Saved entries
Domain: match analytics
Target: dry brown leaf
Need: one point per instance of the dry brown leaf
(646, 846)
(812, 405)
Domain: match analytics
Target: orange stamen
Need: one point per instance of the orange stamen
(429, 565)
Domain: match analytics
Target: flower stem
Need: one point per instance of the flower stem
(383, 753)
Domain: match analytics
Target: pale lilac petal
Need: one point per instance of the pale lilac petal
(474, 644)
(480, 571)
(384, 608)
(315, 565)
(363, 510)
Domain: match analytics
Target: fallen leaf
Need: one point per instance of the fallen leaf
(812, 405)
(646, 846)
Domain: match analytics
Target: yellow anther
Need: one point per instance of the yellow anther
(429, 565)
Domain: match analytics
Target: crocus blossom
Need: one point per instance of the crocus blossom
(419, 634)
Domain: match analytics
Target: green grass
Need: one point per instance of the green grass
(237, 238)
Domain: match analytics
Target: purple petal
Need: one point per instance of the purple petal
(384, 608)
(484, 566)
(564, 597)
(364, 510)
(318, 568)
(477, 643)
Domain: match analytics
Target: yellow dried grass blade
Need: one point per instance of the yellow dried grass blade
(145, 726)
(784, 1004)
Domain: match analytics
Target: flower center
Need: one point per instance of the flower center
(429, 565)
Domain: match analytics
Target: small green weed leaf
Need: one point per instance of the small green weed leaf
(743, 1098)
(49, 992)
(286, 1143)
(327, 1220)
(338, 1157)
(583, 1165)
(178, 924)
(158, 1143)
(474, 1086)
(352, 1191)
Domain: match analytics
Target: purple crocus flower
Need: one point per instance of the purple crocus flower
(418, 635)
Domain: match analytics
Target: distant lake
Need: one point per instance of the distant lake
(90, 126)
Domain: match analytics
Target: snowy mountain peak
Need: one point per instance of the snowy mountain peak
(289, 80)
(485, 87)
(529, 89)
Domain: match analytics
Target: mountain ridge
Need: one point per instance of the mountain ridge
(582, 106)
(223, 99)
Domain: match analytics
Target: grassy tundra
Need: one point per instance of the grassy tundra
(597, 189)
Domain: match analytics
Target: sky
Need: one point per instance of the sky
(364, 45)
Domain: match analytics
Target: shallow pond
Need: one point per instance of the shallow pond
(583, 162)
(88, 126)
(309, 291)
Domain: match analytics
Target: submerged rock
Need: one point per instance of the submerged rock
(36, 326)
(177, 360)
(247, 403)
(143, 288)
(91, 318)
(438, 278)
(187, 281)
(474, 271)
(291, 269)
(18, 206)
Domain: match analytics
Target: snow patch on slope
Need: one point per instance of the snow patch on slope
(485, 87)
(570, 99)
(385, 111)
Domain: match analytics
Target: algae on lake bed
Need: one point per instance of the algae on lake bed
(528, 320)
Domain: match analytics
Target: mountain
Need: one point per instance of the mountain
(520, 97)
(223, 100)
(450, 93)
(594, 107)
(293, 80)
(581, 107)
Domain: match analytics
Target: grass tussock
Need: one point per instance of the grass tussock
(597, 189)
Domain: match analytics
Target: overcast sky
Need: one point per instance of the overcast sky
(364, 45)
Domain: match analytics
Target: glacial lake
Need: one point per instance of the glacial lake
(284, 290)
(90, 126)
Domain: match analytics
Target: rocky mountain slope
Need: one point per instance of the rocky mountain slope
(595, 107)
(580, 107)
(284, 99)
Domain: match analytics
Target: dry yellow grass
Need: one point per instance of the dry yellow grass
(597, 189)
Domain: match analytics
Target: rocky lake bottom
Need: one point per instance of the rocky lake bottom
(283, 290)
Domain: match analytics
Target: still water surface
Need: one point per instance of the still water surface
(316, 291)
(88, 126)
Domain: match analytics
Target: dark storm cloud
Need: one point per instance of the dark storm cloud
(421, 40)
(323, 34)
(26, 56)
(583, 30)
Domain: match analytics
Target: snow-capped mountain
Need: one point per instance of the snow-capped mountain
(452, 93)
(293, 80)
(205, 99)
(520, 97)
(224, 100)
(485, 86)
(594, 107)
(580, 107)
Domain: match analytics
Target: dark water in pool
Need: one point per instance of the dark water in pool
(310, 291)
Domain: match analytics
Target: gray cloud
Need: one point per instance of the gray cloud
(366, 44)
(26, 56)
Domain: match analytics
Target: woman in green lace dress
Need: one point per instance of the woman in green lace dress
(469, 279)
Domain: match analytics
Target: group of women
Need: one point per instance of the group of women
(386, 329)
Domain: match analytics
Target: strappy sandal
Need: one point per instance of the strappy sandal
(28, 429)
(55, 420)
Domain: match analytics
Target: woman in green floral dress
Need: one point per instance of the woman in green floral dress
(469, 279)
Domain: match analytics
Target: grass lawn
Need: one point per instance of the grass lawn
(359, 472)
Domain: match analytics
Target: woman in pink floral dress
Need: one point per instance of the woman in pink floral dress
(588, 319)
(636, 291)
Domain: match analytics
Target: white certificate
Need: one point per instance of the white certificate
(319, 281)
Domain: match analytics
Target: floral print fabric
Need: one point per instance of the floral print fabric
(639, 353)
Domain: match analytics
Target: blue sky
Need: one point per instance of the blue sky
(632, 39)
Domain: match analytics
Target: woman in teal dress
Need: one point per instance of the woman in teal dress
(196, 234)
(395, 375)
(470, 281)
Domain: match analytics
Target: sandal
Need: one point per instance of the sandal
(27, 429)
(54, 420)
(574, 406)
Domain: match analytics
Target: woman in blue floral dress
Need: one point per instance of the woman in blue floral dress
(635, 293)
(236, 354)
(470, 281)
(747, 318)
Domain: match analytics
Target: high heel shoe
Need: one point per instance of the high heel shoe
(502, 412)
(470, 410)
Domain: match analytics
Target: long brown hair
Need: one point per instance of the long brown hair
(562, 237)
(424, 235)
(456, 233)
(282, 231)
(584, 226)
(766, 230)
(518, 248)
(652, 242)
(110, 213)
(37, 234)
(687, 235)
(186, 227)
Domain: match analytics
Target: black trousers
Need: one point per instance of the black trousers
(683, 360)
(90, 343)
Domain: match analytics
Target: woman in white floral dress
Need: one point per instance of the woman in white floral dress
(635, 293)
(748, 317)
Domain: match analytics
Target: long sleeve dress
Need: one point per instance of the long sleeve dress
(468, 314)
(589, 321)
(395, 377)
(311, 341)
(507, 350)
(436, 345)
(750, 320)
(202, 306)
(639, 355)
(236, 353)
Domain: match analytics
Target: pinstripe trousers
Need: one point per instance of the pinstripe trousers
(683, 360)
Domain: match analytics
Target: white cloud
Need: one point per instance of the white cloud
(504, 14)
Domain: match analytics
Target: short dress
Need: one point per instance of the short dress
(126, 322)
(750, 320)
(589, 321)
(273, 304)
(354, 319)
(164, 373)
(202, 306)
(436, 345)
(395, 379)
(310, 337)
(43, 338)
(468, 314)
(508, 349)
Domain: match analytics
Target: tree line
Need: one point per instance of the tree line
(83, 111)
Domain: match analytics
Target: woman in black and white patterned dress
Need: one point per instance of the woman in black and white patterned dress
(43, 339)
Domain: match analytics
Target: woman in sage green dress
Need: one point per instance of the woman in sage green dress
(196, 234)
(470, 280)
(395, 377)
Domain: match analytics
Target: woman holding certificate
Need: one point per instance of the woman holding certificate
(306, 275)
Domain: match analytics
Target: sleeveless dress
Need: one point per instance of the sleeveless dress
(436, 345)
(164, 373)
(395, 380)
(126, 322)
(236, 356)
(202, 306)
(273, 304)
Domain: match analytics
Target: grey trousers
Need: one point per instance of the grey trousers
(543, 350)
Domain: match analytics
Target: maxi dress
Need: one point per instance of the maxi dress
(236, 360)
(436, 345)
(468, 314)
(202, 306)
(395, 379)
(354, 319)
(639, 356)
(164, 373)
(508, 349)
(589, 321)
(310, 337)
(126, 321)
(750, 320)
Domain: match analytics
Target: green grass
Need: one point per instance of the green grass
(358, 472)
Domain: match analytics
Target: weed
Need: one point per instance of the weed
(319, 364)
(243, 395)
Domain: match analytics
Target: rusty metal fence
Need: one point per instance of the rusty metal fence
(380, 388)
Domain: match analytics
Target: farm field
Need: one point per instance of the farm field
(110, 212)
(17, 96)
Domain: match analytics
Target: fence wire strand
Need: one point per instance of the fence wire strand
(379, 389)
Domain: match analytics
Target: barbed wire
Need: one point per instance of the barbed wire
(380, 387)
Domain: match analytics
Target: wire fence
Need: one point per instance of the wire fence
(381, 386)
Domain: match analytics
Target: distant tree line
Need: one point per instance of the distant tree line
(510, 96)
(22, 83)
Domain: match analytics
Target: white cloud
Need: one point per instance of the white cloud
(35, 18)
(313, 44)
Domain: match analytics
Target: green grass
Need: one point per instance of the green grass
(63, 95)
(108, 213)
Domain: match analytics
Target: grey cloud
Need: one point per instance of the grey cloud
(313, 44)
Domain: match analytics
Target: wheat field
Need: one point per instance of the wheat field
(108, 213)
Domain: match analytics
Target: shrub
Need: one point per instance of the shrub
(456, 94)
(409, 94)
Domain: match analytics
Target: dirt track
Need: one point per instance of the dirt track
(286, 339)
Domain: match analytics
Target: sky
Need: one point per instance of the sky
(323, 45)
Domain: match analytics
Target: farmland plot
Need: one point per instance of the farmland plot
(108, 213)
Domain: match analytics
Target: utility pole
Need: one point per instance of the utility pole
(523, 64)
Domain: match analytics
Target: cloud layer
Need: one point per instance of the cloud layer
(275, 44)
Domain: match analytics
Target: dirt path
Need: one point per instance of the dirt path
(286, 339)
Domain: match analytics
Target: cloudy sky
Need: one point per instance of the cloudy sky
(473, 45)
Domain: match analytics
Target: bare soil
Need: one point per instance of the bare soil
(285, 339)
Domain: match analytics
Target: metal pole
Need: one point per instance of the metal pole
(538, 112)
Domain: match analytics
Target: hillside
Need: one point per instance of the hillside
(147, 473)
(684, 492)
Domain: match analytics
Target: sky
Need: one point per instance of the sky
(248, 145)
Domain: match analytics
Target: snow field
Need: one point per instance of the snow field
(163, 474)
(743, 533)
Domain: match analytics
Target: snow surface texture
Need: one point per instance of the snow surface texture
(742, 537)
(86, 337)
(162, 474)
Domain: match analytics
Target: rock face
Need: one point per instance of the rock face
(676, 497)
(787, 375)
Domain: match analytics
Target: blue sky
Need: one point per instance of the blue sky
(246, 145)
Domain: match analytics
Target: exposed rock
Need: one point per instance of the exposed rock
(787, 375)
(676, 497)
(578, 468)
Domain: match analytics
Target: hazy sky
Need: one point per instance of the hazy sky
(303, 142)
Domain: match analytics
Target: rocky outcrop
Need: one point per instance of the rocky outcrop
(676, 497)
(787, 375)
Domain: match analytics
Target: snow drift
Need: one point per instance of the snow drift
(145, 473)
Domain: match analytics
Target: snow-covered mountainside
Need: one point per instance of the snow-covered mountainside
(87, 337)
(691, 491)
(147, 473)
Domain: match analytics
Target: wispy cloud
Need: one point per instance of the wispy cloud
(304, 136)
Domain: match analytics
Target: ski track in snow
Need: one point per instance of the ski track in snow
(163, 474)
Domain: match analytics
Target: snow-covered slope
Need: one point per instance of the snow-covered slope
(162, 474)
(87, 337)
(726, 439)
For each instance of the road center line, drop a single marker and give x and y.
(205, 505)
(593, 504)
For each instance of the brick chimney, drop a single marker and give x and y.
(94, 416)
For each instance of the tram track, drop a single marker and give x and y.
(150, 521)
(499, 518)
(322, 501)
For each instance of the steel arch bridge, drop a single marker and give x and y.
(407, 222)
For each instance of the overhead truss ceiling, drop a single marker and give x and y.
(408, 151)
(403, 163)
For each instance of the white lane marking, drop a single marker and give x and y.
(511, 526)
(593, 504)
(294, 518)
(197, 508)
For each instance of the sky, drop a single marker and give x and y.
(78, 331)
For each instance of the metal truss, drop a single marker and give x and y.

EXERCISE DIRECTIONS: Beginning at the line above that contains "Target: purple crocus flower", return each line exactly through the line that contains "Target: grassy tundra", and no others.

RESPONSE TO THIS EXERCISE:
Target: purple crocus flower
Need: one point per instance of the purple crocus flower
(418, 635)
Domain: match analytics
Target: distant lake
Need: one point per instance of the distant lake
(90, 126)
Domain: match analytics
Target: snowy mountain peak
Need: one point per instance of the snowy mountain peak
(289, 80)
(485, 87)
(529, 89)
Domain: match analytics
Target: mountain ridge
Need: one point per instance of the mountain ridge
(582, 106)
(223, 99)
Domain: match analytics
Target: grassy tundra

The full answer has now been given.